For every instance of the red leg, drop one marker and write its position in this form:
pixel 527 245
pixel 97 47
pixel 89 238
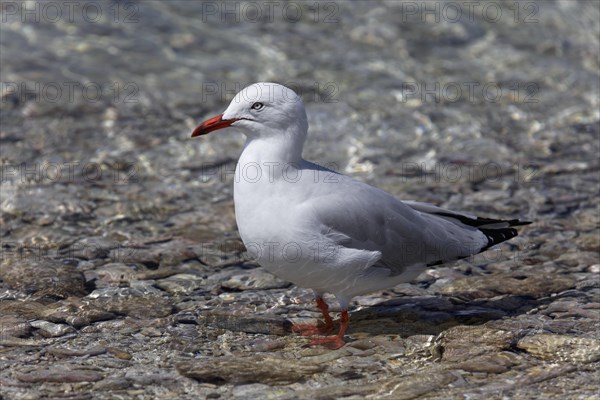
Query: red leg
pixel 336 341
pixel 327 327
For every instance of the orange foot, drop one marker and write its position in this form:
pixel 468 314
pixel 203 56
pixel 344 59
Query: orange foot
pixel 309 330
pixel 321 329
pixel 331 342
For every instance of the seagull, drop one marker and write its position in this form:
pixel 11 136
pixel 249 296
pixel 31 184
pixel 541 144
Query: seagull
pixel 326 231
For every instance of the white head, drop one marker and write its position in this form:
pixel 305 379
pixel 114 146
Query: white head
pixel 262 110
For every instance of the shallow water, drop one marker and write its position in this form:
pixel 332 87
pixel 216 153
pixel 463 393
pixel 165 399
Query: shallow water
pixel 492 112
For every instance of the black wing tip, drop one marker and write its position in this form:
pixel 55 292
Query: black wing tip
pixel 496 236
pixel 481 221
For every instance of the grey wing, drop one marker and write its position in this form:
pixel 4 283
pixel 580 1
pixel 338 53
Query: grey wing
pixel 406 234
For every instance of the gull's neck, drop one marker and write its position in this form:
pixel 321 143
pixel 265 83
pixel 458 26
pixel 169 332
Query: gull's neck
pixel 278 147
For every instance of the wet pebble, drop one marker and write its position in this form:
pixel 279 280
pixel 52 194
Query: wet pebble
pixel 48 329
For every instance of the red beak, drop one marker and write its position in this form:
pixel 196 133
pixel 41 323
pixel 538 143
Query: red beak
pixel 212 124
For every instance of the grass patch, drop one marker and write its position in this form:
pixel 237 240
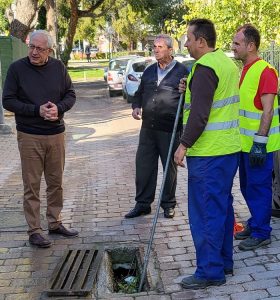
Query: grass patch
pixel 85 74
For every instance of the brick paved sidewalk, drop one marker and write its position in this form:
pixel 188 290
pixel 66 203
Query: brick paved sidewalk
pixel 99 189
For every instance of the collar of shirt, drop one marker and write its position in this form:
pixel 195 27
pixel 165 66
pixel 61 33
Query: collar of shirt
pixel 163 72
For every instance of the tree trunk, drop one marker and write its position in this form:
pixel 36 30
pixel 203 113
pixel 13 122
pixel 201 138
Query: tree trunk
pixel 65 56
pixel 23 18
pixel 52 24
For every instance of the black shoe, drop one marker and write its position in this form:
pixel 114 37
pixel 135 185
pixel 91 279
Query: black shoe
pixel 228 272
pixel 64 231
pixel 137 211
pixel 252 243
pixel 195 283
pixel 169 212
pixel 38 240
pixel 244 234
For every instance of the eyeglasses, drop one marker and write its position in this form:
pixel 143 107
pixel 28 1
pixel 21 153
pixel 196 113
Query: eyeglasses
pixel 38 49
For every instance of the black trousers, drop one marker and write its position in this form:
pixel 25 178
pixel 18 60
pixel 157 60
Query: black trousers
pixel 152 145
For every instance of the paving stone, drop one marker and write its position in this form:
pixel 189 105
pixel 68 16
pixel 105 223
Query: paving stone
pixel 260 284
pixel 266 275
pixel 253 295
pixel 274 291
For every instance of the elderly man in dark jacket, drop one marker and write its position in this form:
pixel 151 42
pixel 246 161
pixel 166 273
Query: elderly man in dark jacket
pixel 156 102
pixel 39 91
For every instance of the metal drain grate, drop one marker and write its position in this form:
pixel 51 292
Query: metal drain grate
pixel 75 273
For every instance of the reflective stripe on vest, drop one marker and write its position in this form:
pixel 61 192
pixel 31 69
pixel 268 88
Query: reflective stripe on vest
pixel 251 133
pixel 221 133
pixel 255 115
pixel 250 116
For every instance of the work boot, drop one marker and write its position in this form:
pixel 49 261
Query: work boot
pixel 252 243
pixel 61 230
pixel 137 211
pixel 38 240
pixel 244 234
pixel 195 283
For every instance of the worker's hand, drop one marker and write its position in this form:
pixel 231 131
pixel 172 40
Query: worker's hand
pixel 180 155
pixel 257 155
pixel 182 85
pixel 137 113
pixel 49 111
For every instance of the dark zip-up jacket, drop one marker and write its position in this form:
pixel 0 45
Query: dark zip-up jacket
pixel 27 87
pixel 159 102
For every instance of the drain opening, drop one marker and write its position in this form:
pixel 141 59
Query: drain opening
pixel 120 271
pixel 126 270
pixel 127 275
pixel 76 272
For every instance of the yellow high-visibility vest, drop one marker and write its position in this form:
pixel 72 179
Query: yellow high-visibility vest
pixel 221 134
pixel 250 116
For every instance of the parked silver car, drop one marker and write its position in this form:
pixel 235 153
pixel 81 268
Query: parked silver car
pixel 115 73
pixel 132 76
pixel 135 69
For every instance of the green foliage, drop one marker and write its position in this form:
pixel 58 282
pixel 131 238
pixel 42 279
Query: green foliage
pixel 131 28
pixel 162 15
pixel 228 15
pixel 4 25
pixel 63 17
pixel 42 19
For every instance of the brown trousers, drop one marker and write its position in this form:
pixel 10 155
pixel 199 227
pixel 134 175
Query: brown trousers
pixel 42 154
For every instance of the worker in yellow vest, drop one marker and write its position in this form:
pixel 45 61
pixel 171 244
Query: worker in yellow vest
pixel 211 142
pixel 259 128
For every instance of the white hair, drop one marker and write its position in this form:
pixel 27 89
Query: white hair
pixel 45 34
pixel 167 38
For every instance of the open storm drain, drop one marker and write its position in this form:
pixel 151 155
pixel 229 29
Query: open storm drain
pixel 120 272
pixel 76 272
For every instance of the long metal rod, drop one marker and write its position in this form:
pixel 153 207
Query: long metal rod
pixel 148 251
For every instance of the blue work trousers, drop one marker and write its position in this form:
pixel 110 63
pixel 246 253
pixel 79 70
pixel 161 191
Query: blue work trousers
pixel 256 188
pixel 211 214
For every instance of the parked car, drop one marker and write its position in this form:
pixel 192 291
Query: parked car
pixel 132 75
pixel 185 60
pixel 115 73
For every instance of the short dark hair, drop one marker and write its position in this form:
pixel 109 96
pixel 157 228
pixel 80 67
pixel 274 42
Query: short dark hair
pixel 251 34
pixel 204 28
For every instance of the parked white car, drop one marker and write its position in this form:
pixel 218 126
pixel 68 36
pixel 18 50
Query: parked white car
pixel 116 69
pixel 132 76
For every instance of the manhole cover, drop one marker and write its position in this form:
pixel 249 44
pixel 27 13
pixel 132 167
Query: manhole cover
pixel 75 273
pixel 11 219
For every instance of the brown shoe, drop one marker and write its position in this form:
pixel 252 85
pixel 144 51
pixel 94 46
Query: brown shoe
pixel 64 231
pixel 38 240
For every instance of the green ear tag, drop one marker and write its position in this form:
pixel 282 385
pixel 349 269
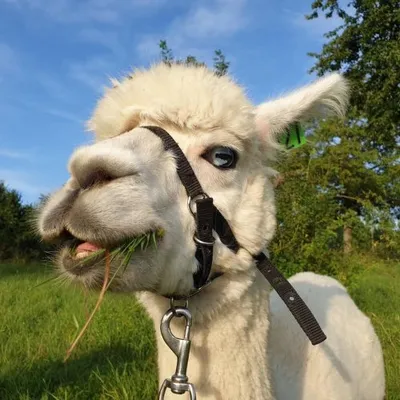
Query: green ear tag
pixel 294 137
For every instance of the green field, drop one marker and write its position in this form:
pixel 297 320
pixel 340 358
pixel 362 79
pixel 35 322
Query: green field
pixel 116 358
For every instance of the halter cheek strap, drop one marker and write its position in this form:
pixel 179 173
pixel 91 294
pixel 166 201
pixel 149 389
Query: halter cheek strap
pixel 209 218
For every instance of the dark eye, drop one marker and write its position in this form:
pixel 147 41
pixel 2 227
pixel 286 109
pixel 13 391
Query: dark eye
pixel 221 157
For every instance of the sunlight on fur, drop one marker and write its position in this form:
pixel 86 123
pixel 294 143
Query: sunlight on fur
pixel 246 344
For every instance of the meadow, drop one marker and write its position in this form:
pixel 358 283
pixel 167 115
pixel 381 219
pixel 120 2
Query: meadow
pixel 116 358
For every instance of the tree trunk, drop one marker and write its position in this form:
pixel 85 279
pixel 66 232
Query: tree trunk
pixel 347 237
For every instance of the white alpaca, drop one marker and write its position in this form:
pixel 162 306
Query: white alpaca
pixel 245 343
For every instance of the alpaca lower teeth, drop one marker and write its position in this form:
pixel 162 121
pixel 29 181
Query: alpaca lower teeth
pixel 82 254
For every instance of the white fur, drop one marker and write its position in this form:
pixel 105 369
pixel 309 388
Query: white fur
pixel 240 349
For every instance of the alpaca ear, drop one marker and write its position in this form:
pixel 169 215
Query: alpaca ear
pixel 326 96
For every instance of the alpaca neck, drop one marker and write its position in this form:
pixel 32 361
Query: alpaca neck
pixel 228 357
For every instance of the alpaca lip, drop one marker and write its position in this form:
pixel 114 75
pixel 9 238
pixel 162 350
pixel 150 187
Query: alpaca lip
pixel 79 257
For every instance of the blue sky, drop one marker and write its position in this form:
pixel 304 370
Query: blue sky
pixel 57 55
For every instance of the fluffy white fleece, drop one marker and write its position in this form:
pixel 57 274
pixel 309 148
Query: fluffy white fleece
pixel 246 345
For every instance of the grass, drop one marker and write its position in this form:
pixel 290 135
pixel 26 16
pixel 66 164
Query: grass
pixel 377 293
pixel 116 357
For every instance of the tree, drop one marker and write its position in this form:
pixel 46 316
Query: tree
pixel 17 238
pixel 357 161
pixel 221 66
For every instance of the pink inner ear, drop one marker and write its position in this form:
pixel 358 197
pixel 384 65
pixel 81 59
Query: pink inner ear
pixel 263 127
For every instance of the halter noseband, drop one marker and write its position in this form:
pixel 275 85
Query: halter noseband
pixel 209 218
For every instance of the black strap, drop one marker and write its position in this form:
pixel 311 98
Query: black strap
pixel 291 298
pixel 204 207
pixel 208 217
pixel 205 215
pixel 185 171
pixel 225 232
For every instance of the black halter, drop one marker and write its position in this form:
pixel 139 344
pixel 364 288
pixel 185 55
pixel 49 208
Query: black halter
pixel 209 218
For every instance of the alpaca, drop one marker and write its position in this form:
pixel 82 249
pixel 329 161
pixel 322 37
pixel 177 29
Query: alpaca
pixel 245 343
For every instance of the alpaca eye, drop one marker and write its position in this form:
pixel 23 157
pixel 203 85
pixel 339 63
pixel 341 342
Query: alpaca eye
pixel 221 157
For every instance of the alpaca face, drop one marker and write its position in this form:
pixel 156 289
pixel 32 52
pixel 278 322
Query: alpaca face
pixel 126 184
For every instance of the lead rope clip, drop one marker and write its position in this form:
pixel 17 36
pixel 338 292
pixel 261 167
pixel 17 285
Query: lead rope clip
pixel 179 382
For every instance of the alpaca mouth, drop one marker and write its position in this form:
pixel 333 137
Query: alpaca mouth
pixel 79 257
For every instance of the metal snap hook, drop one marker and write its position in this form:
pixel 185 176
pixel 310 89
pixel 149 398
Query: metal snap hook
pixel 179 382
pixel 191 200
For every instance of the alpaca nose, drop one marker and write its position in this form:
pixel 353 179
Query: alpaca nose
pixel 101 163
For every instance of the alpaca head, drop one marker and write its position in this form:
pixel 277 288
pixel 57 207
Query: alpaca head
pixel 126 184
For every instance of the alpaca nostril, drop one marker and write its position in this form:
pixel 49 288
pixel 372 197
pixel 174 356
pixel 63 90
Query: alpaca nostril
pixel 95 178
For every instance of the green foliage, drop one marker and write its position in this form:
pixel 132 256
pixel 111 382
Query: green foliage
pixel 221 66
pixel 348 178
pixel 116 359
pixel 363 168
pixel 17 238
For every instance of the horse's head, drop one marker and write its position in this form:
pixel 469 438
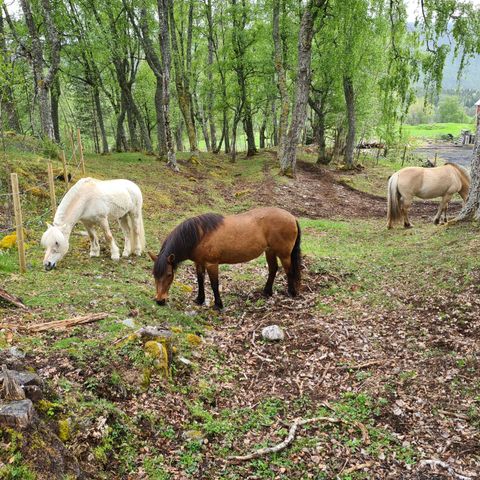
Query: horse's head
pixel 56 246
pixel 163 272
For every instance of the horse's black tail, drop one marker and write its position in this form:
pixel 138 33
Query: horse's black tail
pixel 296 261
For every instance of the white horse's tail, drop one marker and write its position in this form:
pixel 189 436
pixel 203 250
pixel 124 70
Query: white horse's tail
pixel 141 233
pixel 394 212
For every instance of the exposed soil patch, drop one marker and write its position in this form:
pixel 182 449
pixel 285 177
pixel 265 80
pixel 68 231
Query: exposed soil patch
pixel 317 192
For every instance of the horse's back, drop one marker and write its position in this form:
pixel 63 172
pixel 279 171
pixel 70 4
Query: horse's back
pixel 246 236
pixel 429 182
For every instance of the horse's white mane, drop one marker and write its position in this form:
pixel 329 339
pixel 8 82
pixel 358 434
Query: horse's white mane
pixel 52 235
pixel 67 200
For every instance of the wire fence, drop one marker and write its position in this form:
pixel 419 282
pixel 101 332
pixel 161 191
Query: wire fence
pixel 39 219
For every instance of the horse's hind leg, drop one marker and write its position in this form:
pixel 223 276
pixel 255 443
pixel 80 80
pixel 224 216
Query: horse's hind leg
pixel 287 266
pixel 405 206
pixel 200 300
pixel 94 243
pixel 213 275
pixel 441 208
pixel 114 250
pixel 126 229
pixel 272 272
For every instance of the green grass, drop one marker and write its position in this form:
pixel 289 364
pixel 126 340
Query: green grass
pixel 435 130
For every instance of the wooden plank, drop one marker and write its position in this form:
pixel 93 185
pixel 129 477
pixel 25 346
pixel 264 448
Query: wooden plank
pixel 19 223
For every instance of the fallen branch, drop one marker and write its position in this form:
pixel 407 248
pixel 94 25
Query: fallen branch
pixel 449 468
pixel 56 324
pixel 357 467
pixel 364 365
pixel 288 440
pixel 63 324
pixel 4 295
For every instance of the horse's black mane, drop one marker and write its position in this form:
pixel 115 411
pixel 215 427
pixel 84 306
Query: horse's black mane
pixel 184 238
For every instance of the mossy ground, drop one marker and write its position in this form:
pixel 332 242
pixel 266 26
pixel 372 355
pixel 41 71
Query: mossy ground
pixel 363 285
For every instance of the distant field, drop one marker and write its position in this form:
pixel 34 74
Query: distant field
pixel 435 130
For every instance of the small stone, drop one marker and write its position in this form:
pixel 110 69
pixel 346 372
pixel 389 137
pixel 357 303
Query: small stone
pixel 185 361
pixel 16 414
pixel 152 333
pixel 273 333
pixel 129 322
pixel 193 435
pixel 15 352
pixel 24 378
pixel 33 392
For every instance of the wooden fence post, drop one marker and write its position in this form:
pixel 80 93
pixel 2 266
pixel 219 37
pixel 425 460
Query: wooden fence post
pixel 19 223
pixel 80 149
pixel 72 143
pixel 65 173
pixel 51 185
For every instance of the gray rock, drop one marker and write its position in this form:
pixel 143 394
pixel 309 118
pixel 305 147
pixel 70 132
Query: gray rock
pixel 129 322
pixel 24 378
pixel 273 333
pixel 15 352
pixel 151 333
pixel 33 392
pixel 16 414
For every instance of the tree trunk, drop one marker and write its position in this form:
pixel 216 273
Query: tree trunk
pixel 350 104
pixel 179 136
pixel 263 127
pixel 43 78
pixel 471 209
pixel 54 99
pixel 288 159
pixel 182 83
pixel 281 82
pixel 10 121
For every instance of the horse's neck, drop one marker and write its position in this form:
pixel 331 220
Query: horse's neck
pixel 69 212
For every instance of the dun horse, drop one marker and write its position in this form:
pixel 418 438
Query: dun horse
pixel 210 239
pixel 94 202
pixel 425 183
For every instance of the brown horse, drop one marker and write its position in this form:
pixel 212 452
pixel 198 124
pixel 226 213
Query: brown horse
pixel 425 183
pixel 211 239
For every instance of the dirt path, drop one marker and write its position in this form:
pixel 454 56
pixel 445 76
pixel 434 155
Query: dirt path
pixel 317 192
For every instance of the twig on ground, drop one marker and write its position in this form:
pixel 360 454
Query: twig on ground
pixel 288 440
pixel 57 324
pixel 12 299
pixel 448 467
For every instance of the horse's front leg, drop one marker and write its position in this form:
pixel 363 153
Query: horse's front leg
pixel 200 300
pixel 114 250
pixel 94 243
pixel 213 275
pixel 442 208
pixel 126 229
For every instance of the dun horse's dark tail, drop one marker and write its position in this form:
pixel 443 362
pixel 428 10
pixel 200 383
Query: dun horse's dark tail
pixel 296 260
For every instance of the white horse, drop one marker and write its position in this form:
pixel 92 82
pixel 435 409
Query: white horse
pixel 94 202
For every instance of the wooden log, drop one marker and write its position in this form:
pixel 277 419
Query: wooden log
pixel 19 223
pixel 80 150
pixel 51 186
pixel 4 295
pixel 65 174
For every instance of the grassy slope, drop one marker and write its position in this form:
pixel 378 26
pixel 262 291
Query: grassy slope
pixel 435 130
pixel 376 270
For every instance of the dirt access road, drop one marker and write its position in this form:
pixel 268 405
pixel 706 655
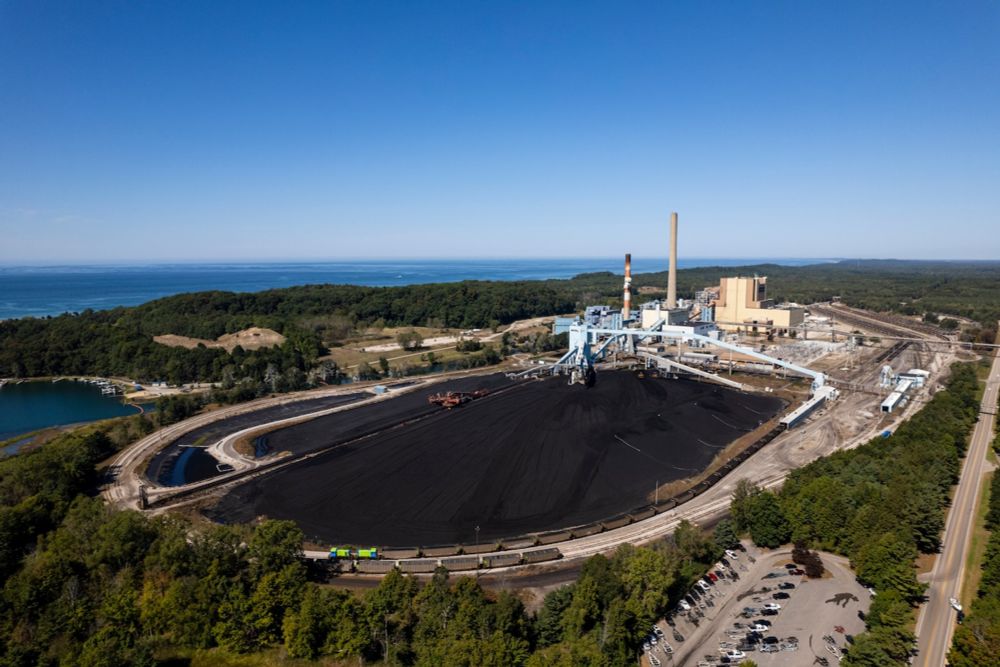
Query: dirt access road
pixel 936 623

- _GIVEN INSTRUCTION_
Reproduce the stretch of the material from the line containing "For every instance of the wet" through the line containing "pixel 99 189", changing every "drop one marker" to "place one marker" and leaving everything else as it stands. Omit the pictures from your answer.

- _ANSWER TO THE EXERCISE_
For every instance of the wet pebble, place one marker and write its position in this form:
pixel 279 280
pixel 52 194
Query: wet pebble
pixel 48 329
For every instance of the red beak, place one marker and write its position in this form:
pixel 196 133
pixel 41 323
pixel 538 143
Query: red beak
pixel 212 124
For every instance of the grass patch, place one marker and write its position in this form:
pixel 237 240
Query: grass patch
pixel 85 74
For every instance of the brick paved sidewalk, place one marker and write its position in this form:
pixel 188 290
pixel 66 203
Query: brick paved sidewalk
pixel 99 189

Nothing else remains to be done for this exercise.